• **What to do**: Output the full listing exactly.
_ _ _
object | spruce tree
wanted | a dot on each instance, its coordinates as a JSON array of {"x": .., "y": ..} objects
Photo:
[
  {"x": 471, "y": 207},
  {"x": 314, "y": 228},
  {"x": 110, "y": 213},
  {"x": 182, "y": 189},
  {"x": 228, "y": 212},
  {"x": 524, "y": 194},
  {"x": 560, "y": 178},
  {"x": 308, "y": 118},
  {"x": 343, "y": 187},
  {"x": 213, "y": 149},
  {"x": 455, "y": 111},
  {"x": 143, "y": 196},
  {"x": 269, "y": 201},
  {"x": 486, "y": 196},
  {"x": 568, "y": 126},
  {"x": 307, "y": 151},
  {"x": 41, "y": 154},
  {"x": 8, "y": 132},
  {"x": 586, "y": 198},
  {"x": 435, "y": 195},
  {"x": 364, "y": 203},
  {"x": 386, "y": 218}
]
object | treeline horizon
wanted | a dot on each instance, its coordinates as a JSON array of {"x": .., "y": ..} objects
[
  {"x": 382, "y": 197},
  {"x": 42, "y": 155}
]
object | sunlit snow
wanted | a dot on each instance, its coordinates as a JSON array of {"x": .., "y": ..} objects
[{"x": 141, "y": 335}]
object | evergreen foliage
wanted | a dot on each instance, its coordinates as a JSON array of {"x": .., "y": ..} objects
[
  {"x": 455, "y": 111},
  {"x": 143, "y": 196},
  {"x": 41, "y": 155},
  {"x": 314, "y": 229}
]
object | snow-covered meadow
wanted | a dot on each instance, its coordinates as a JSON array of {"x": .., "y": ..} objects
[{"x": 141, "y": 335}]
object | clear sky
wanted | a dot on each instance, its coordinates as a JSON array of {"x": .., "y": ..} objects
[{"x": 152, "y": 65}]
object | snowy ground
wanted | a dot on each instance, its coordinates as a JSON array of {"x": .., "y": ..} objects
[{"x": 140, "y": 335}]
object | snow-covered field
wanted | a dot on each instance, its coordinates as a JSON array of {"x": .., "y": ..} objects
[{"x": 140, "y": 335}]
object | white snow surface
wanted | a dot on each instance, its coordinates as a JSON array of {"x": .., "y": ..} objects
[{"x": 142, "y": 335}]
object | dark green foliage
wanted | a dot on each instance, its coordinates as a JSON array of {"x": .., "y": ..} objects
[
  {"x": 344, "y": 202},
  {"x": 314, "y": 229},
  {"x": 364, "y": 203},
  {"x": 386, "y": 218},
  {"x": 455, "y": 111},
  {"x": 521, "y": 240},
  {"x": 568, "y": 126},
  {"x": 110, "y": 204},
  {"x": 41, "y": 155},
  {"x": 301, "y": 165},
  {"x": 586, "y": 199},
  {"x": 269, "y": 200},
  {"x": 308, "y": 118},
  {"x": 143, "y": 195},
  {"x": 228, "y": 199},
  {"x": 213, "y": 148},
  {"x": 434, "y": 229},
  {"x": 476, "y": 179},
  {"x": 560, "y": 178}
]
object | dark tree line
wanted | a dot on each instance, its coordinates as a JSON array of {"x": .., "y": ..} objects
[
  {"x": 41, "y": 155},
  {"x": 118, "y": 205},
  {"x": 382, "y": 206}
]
_ _ _
• **Reply to the task**:
object | spruce tree
wanted | a dot on each instance, its coordinates as a JSON array of {"x": .., "y": ..} objects
Photo:
[
  {"x": 471, "y": 207},
  {"x": 314, "y": 228},
  {"x": 110, "y": 213},
  {"x": 182, "y": 189},
  {"x": 228, "y": 212},
  {"x": 524, "y": 194},
  {"x": 560, "y": 178},
  {"x": 308, "y": 118},
  {"x": 343, "y": 187},
  {"x": 213, "y": 149},
  {"x": 455, "y": 111},
  {"x": 143, "y": 196},
  {"x": 269, "y": 201},
  {"x": 486, "y": 196},
  {"x": 568, "y": 126},
  {"x": 307, "y": 151},
  {"x": 41, "y": 154},
  {"x": 8, "y": 132},
  {"x": 586, "y": 198},
  {"x": 435, "y": 195},
  {"x": 364, "y": 203},
  {"x": 386, "y": 218}
]
object | treeline horizon
wanted | a dot on each instance, its coordinates as a JSON array of {"x": .., "y": ..} objects
[
  {"x": 382, "y": 197},
  {"x": 42, "y": 155}
]
object | sunlit snow
wanted | a dot on each instance, its coordinates as a JSON array of {"x": .., "y": ..} objects
[{"x": 141, "y": 335}]
object | evergreen foliage
wanted | a dot on each instance, its coordinates as a JSON array of {"x": .., "y": ..} objects
[
  {"x": 455, "y": 111},
  {"x": 143, "y": 196},
  {"x": 41, "y": 155},
  {"x": 314, "y": 229}
]
object | snow-covered meadow
wanted | a dot on each instance, its coordinates as a JSON array of {"x": .., "y": ..} objects
[{"x": 141, "y": 335}]
object | clear sky
wanted | a dot on each instance, its coordinates as a JSON array of {"x": .., "y": ..} objects
[{"x": 152, "y": 65}]
object | snowy ground
wanted | a dot on each instance, its coordinates as a JSON array of {"x": .., "y": ..} objects
[{"x": 140, "y": 335}]
object | snow-covered field
wanted | a dot on each instance, its coordinates as a JSON array of {"x": .., "y": ..} objects
[{"x": 140, "y": 335}]
object | white snow surface
wanted | a dot on each instance, its coordinates as a JSON array of {"x": .., "y": ..} objects
[{"x": 142, "y": 335}]
object | dark green foliage
wanted | a dot on each instance, its coordinates as a JSON array of {"x": .., "y": ..} objects
[
  {"x": 344, "y": 202},
  {"x": 314, "y": 229},
  {"x": 364, "y": 203},
  {"x": 386, "y": 218},
  {"x": 455, "y": 111},
  {"x": 521, "y": 240},
  {"x": 568, "y": 126},
  {"x": 110, "y": 204},
  {"x": 41, "y": 155},
  {"x": 301, "y": 165},
  {"x": 586, "y": 199},
  {"x": 269, "y": 200},
  {"x": 308, "y": 118},
  {"x": 143, "y": 195},
  {"x": 228, "y": 199},
  {"x": 213, "y": 148},
  {"x": 434, "y": 229},
  {"x": 476, "y": 179},
  {"x": 560, "y": 178}
]
object | dark tree line
wanted | a dot on each instance, its coordinates as a JSON array of {"x": .., "y": ..} objects
[
  {"x": 41, "y": 155},
  {"x": 118, "y": 205},
  {"x": 382, "y": 206}
]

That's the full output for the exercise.